* [Complete the following]
**1.** Reproduce the part of the passage on organic semiconductor applications between "OFET output plot" and "and miniaturization attached.", inclusive.
**2.** For each of the statements (a), (b), and (c) below, answer yes or no according to the passage on organic semiconductor applications, and quote the exact words that decide it. (a) Philips launched Sensotech Philishave in 2002 with the first OLED-based display panel. (b) Kodak introduced the LS633 digital camera with an LCD display. (c) Low cost is named as one of the attractive features of organic photovoltaic light harvesting.
**3.** Pick up the passage on organic semiconductor applications after its last sentence and continue it.
── Document segment ──
OFET output plot (bottom). Gate voltage from 20 V (red)-100 V (purple) in 20 V increments.

==Applications==
The generalized applications of contorted PAHs and organic semiconductors are given as follows.

===Organic Light Emitting Diodes===
The organic semiconductors are being used as OLEDs in various electronic display applications. Philips launched Sensotech Philishave in 2002 featuring first OLED based display panel. Kodak has also introduced LS633 digital camera with award winning OLED display technology. Sony also produced a 27" OLED prototype TV88

===Organic Photovoltaic Cells===
Another extensively researched area toward the applications of organic semiconductors is light harvesting. The current photon conversion efficiency may be an obstacle in commercialization of this technology but there are many attractive features like low cost, flexibility and miniaturization attached.

===Organic Field Effect Transistors===
OFETs being another exciting application of organic semiconductors. This technology with the right pre-requisites hold enough potential to revolutionise the existing technologies in use.

===Smart Textiles===
The flexibility and light weight feature of organic semiconductors offer futuristic applications like smart fabric for health care, military, sporting and space exploration ventures. This will allow the real time observation of the person's health wearing these fabrics.
───
── Data shown ──
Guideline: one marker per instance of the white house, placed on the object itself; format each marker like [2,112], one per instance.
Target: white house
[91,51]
───
* [Task responses]
**1.**
OFET output plot (bottom). Gate voltage from 20 V (red)-100 V (purple) in 20 V increments.

==Applications==
The generalized applications of contorted PAHs and organic semiconductors are given as follows.

===Organic Light Emitting Diodes===
The organic semiconductors are being used as OLEDs in various electronic display applications. Philips launched Sensotech Philishave in 2002 featuring first OLED based display panel. Kodak has also introduced LS633 digital camera with award winning OLED display technology. Sony also produced a 27" OLED prototype TV88

===Organic Photovoltaic Cells===
Another extensively researched area toward the applications of organic semiconductors is light harvesting. The current photon conversion efficiency may be an obstacle in commercialization of this technology but there are many attractive features like low cost, flexibility and miniaturization attached.

**2.**
(a) Yes: "Philips launched Sensotech Philishave in 2002 featuring first OLED based display panel."
(b) No: "Kodak has also introduced LS633 digital camera with award winning OLED display technology."
(c) Yes: "there are many attractive features like low cost, flexibility and miniaturization attached."

**3.**
===Healthcare===
Organic light emitting diodes can also be used in photodynamic therapy for skin cancer and cosmetic industry for antiaging treatment.

===Flexible Screen and Displays Units===
Flexibility gives another edge to organic semiconductors being better than inorganic semiconductors. This technology may allow us to have screens capable of rolling into small devices. Philips has made a black and white prototype

===Lab on a Chip===
The organic semiconducting technology is replacing silicon and may one day achieve the goal of having a lab on a chip.

The contorted aromatic molecules offer a wide variety of tuning and suitability options. Both electron acceptor (n-type) and electron donor (p-type) contorted molecules can be manufactured. The non-planar structure offers self-assembly characteristics leading to simultaneously optimized miscibility and phase separation. The charge mobility of contorted aromatic molecules being higher in two orders of magnitude than the planar structures points towards them having well-tuned charge percolation pathways. There is still a long way to go from 11% of PCE to theoretical maximum of 20%. If the researchers are able to strike the right balance between miscibility and phase separation of these materials and tune the orbitals correctly they may be able to find the best organic semiconductors.